**Task details:**
Show each line of the data below that contains the string "dark". Uppercase and lowercase letters count as different.

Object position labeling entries
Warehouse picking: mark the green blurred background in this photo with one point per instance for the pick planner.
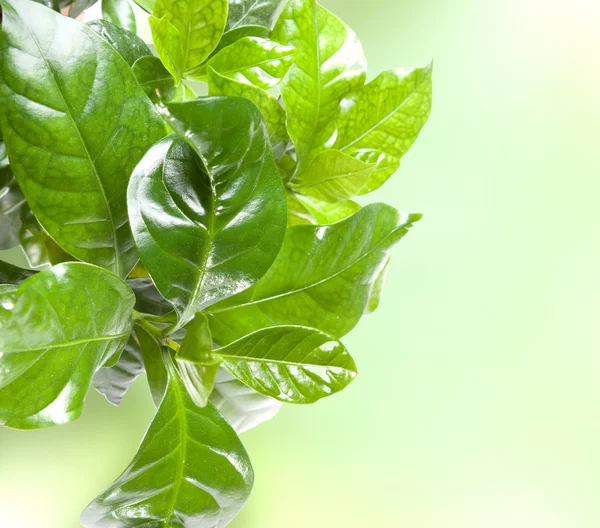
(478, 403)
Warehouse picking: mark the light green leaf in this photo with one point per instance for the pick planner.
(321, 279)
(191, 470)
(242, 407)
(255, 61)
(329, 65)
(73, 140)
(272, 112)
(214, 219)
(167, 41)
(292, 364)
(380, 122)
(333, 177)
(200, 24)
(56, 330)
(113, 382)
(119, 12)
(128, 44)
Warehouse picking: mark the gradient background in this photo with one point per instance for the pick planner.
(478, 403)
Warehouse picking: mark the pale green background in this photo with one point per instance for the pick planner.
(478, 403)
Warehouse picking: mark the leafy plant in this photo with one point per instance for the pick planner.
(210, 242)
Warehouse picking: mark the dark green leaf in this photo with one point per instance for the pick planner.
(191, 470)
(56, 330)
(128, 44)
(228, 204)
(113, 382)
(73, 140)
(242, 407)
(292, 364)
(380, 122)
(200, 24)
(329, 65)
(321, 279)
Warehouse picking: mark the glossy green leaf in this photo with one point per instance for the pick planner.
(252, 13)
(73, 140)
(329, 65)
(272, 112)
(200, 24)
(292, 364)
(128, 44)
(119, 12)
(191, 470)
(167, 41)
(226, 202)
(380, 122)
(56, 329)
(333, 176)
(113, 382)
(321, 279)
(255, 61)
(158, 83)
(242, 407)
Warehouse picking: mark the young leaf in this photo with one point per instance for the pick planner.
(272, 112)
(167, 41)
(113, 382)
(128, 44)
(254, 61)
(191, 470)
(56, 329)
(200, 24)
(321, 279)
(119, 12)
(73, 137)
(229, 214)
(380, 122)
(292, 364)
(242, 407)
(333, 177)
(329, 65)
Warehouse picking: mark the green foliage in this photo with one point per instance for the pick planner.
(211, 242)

...

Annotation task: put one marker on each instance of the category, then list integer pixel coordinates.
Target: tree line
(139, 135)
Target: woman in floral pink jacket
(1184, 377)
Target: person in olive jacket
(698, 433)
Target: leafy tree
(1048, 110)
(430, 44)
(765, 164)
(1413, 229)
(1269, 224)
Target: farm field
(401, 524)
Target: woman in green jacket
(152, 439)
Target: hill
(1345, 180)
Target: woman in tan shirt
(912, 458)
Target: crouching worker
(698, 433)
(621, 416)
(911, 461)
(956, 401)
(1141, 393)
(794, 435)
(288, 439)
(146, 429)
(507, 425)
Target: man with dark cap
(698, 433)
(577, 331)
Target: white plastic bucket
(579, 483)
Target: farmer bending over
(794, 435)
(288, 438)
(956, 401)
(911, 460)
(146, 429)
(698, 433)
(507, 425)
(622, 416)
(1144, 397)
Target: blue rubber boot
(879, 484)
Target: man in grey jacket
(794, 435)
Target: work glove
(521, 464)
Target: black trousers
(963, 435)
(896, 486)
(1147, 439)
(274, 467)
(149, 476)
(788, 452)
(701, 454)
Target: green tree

**Output for this task:**
Warehouse picking: mark the dark green leaf in this photo with one point per instance for the pick planner.
Target: man with dark cap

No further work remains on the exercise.